Reading passage section start
Eater reached out to del Prado and Shawn McKenzie, co-founder of Café Cerés, for comment, but did not hear back by the time of publication.
Segundo Vintimilla, who’s been at Colita for five years, works all the kitchen’s stations: smoker, flat top grill, and sautee. “Cooking is something I love to do,” he wrote in a statement translated from Spanish. “But right now, I feel overwhelmed and stressed. I have no job security. They can just tell you you’re done one day.” Earlier this year, he wrote, he had surgery for a hernia and lost about a month of income. He said he wants to be treated with greater respect in the kitchen. “We’re told to work really fast,” he wrote. “I’ve been doing this for 10 years, I know what I’m doing, I get my work done.”
Sara Zabinski, a server at Colita, has worked in the restaurant industry for about 10 years. “I’m somebody who didn’t have much access to get a college degree, so the industry has ironically been my only form of stability for my life,” she said. But it’s still a “baseline of chaos”: seasonal fluctuations in business make it hard to maintain a steady income, especially given Minnesota’s long winter, and though she does have access to earned sick and safe time (as all Minnesota workers do), sick pay doesn’t match the money she would earn during a normal shift.
Both restaurants offer workers a health insurance plan, but Zabinski and other workers hope for improvements. “As a person who has dealt with more and more health issues over the past few years, and somebody that’s been sinking a lot of money in hospital bills that I can’t keep up on anymore, that’s something that has really put motivation [to unionize] behind my back,” she said. Mariam Karkache, a bar lead at Café Cerés, said it’s been challenging to access adequate mental health care on the company’s plan.
Silvia Jimenez came to the Twin Cities from Mexico three years ago — after working at another restaurant, she landed at Colita, where she started as a food runner and was promoted to server a year later. “I personally want my hours to be respected, and to have better wages,” she said through a Spanish interpreter. At the beginning of the summer, she requested to be scheduled for five days per week, but was recently cut to four days because the restaurant was “overstaffed,” she said. It’s a crucial difference because she attends school in the winter and relies on summer work as a sizable part of her income — with reduced hours, she doesn’t have the money to pay for school, rent, and bills.
Jimenez said she wants to improve communication between management and staff to have a more “harmonious” work environment with mutual respect, where workers’ voices are heard. She’s also hoping for a more flexible PTO and vacation policy.
Reading passage section end
Records supplied section start
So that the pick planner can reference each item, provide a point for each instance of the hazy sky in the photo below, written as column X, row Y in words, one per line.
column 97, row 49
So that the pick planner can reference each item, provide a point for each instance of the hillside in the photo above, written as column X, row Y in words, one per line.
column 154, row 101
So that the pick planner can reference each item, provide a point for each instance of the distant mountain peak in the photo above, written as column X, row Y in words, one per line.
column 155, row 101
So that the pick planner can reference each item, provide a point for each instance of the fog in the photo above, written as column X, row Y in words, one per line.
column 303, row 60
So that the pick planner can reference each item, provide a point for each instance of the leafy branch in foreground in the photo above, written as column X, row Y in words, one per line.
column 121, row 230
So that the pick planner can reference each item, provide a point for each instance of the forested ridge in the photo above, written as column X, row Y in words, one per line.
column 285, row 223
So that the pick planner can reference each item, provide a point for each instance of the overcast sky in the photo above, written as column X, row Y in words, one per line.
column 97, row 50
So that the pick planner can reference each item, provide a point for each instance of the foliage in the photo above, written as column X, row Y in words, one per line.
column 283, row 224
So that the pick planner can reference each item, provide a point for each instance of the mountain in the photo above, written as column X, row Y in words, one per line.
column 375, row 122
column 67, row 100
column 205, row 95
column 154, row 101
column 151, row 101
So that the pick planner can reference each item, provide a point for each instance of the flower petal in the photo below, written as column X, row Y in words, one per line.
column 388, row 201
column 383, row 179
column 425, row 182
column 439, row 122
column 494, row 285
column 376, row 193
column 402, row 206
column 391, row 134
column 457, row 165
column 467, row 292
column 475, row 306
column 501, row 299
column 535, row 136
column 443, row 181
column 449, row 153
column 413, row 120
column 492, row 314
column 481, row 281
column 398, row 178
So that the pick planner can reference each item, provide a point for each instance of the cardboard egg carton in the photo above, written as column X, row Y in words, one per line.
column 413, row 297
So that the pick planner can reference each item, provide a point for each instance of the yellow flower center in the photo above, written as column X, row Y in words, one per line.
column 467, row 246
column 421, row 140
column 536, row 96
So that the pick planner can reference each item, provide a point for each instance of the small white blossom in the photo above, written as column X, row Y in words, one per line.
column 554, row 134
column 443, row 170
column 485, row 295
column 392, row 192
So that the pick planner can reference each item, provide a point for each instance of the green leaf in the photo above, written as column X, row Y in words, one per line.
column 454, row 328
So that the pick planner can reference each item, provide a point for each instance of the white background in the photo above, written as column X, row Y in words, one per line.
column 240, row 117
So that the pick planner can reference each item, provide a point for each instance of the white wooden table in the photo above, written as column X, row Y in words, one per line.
Records supplied section end
Exercise objective —
Answer these from the passage on Colita and Café Cerés workers:
1. How long has Segundo Vintimilla worked at Colita?
2. What position does Mariam Karkache hold at Café Cerés?
3. How many days per week did Silvia Jimenez ask to be scheduled at the beginning of the summer?
You can set the material aside; nothing here depends on it.

Answer for the task —
1. Five years.
2. Bar lead.
3. Five days.